[AIM]
Print the records again, character for character.

Lines of data:
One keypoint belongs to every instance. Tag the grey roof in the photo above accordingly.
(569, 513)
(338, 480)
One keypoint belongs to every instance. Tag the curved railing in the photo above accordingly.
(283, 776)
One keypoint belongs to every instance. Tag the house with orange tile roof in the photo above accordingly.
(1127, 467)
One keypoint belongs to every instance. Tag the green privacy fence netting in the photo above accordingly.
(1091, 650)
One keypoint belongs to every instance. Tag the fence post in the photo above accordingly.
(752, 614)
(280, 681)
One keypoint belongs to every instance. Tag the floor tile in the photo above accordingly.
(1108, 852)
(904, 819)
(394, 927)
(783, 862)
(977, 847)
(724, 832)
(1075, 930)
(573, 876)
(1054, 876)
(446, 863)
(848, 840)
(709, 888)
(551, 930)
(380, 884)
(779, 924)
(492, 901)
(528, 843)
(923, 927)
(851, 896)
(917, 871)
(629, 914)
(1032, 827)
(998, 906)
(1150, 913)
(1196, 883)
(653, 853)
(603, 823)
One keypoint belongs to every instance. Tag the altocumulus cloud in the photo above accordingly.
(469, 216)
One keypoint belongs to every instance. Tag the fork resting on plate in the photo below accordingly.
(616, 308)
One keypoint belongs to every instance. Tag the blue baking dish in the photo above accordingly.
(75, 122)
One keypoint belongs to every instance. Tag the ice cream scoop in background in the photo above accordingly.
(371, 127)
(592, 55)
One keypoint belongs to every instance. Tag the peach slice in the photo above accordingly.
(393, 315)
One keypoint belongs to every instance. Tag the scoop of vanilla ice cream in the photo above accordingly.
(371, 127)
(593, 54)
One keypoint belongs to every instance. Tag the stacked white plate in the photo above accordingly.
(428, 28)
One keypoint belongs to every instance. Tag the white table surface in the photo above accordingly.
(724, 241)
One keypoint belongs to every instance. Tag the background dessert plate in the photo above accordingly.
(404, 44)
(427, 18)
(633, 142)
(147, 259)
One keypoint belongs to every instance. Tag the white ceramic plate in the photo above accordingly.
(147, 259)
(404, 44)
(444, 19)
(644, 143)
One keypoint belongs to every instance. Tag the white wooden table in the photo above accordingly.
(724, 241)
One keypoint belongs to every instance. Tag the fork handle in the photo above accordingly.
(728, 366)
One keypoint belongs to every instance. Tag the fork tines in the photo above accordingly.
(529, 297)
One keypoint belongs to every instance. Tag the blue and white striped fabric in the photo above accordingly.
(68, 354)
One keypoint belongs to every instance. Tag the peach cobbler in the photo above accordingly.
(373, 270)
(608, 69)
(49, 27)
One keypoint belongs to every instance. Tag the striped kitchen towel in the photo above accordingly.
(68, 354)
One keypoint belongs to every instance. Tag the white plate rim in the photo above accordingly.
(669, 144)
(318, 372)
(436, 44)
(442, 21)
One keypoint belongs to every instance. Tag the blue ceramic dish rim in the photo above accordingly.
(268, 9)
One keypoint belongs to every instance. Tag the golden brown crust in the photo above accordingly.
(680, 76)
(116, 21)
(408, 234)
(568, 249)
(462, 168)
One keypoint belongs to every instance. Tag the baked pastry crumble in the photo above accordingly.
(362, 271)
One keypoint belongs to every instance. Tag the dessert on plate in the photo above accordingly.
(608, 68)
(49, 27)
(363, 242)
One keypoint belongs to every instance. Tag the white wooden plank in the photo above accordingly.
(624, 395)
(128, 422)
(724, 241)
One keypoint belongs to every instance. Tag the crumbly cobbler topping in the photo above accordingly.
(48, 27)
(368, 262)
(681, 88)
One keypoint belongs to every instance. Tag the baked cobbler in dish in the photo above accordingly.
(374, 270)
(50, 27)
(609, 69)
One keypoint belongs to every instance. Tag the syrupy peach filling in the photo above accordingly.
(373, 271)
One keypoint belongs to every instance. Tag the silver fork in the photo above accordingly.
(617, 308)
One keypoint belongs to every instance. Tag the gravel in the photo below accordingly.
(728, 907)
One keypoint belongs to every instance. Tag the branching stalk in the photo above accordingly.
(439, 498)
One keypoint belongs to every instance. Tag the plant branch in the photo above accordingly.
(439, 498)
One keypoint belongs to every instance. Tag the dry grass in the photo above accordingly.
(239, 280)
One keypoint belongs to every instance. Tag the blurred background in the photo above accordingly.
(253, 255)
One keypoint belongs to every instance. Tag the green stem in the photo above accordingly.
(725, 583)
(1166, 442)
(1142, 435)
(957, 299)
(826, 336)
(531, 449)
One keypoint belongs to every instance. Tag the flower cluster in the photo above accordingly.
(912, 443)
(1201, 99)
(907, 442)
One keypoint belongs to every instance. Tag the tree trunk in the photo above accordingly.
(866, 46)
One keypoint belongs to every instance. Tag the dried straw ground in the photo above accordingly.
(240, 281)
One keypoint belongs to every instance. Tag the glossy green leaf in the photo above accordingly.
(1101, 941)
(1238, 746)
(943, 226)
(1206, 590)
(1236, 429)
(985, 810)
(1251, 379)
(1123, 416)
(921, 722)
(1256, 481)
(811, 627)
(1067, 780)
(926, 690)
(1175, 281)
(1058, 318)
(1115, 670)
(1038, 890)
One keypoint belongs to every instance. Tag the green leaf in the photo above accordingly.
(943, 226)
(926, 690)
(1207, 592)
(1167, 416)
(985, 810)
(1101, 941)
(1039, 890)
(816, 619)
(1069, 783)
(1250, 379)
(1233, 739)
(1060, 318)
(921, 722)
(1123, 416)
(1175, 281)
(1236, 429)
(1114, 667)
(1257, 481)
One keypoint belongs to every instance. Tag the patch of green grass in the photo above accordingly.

[RESPONSE BELOW]
One keypoint belongs to every instance. Tag the grey roof in the photo above accordingly.
(569, 513)
(338, 480)
One keypoint belongs to every instance. Tag the curved railing in the photo above accordingly.
(283, 776)
One keypoint belongs to every instance. Tag the house with orange tile roof in the photo above accordingly.
(1127, 467)
One keypoint belongs to every instance. Tag the green privacy fence netting in the photo above accordingly.
(1091, 650)
One keypoint belongs to every instance. Tag the fence post in the photo above accordingly.
(752, 614)
(280, 681)
One keypoint belongs to every instance. Tag the floor tile in the photo above accordingly.
(1108, 852)
(904, 819)
(394, 927)
(783, 862)
(977, 847)
(724, 832)
(1075, 930)
(573, 876)
(1054, 876)
(446, 863)
(848, 840)
(709, 888)
(551, 930)
(380, 884)
(779, 924)
(492, 901)
(528, 843)
(923, 927)
(851, 896)
(917, 871)
(629, 914)
(1032, 827)
(998, 906)
(1150, 913)
(1196, 883)
(653, 853)
(603, 823)
One keypoint belongs to every instance. Tag the altocumulus cloud in the photo above accordingly.
(469, 216)
One keypoint belongs to every instance. Tag the fork resting on plate in the photo below accordingly.
(616, 308)
One keypoint belongs to every instance. Tag the blue baking dish in the photo above accordingly.
(75, 122)
One keypoint belongs to every instance. Tag the ice cream scoop in background in the photo above accordingly.
(371, 127)
(592, 55)
One keypoint belongs to every instance. Tag the peach slice in the photo above accordingly.
(393, 315)
One keypoint belongs to every instance. Tag the scoop of vanilla ice cream in the photo above accordingly.
(371, 127)
(593, 54)
One keypoint belongs to every instance. Tag the stacked white plate in the photo above accordingly.
(428, 28)
One keypoint belongs to every instance. Tag the white table surface in the photo above accordingly.
(724, 241)
One keypoint belongs to every instance. Tag the background dessert plate in the photo above accordingly.
(404, 44)
(427, 18)
(633, 142)
(147, 259)
One keypoint belongs to every instance. Tag the white ceramic plate in the photo above accordingly.
(147, 259)
(404, 44)
(444, 19)
(644, 143)
One keypoint belongs to every instance. Tag the white wooden table in the photo above accordingly.
(724, 241)
One keypoint belongs to every instance. Tag the fork handle in the photo above accordingly.
(728, 366)
One keypoint belongs to every instance. Tag the fork tines in the photo above accordingly.
(529, 297)
One keypoint belongs to every instance. Tag the blue and white striped fabric in the photo above accordingly.
(68, 354)
One keypoint belongs to every instance. Tag the peach cobbler in the photo above accordingly.
(373, 270)
(608, 69)
(49, 27)
One keypoint belongs to every instance. Tag the striped kitchen towel in the photo above accordingly.
(68, 354)
One keypoint belongs to every instance. Tag the white plate rim in the photo above accordingly.
(669, 144)
(318, 372)
(436, 44)
(442, 21)
One keypoint belongs to every instance. Tag the blue ceramic dish rim in the photo above accordingly.
(268, 9)
One keypoint belongs to every instance. Tag the golden brown crust in the photo above accordingly.
(680, 76)
(116, 21)
(408, 234)
(568, 249)
(462, 168)
One keypoint belongs to every instance. Tag the baked pastry crumble in the photo above accordingly.
(362, 271)
One keypoint belongs to every instance. Tag the dessert on plate in the photo above accordingly.
(608, 68)
(49, 27)
(363, 242)
One keypoint belongs to every instance. Tag the white wooden plank in the photo above accordingly.
(624, 395)
(128, 422)
(724, 241)
One keypoint belongs to every instance. Tag the crumbly cobbler topping in the photo above accordingly.
(48, 27)
(368, 262)
(681, 88)
One keypoint belongs to every instance. Tag the baked cobbler in dish in the photo above accordingly.
(374, 270)
(50, 27)
(609, 69)
One keypoint belongs to every instance. Tag the syrupy peach filling in the photo above accordingly.
(373, 271)
One keypoint belongs to every instance. Tag the silver fork in the photo above accordingly.
(617, 308)
One keypoint belongs to every instance. Tag the gravel in the photo below accordingly.
(728, 907)
One keypoint belongs to every instance. Tag the branching stalk in the photo above accordingly.
(439, 498)
One keypoint belongs to every instance. Tag the plant branch in the photo above accordingly.
(439, 498)
One keypoint belongs to every instance. Tag the dry grass in the photo above accordingly.
(239, 280)
One keypoint belongs to every instance. Tag the blurred background in the photo above accordingly.
(253, 255)
One keypoint belongs to every instance. Tag the green stem in the photo above accordingly.
(725, 583)
(1166, 442)
(1142, 435)
(957, 299)
(826, 336)
(531, 449)
One keypoint belongs to every instance. Tag the flower cluster in the photo above accordingly.
(912, 443)
(1201, 99)
(907, 442)
One keypoint belongs to every instance. Tag the tree trunk in the photo above accordingly.
(866, 46)
One keypoint belongs to every instance. Tag the dried straw ground in the photo above accordingly.
(240, 281)
One keypoint belongs to every instance. Tag the glossy green leaf in the photo above accordingly.
(1101, 941)
(1238, 746)
(943, 226)
(1206, 590)
(1236, 429)
(985, 810)
(1251, 379)
(1123, 416)
(921, 722)
(1256, 481)
(811, 627)
(1067, 780)
(926, 690)
(1175, 281)
(1058, 318)
(1115, 670)
(1038, 890)
One keypoint belongs to every instance. Tag the green leaf in the photo above accordingly.
(943, 226)
(926, 690)
(1207, 592)
(1167, 416)
(985, 810)
(1101, 941)
(1039, 890)
(816, 619)
(1069, 783)
(1250, 379)
(1233, 739)
(1060, 318)
(921, 722)
(1123, 416)
(1175, 281)
(1236, 429)
(1114, 667)
(1257, 481)
One keypoint belongs to every instance. Tag the patch of green grass in the photo above accordingly.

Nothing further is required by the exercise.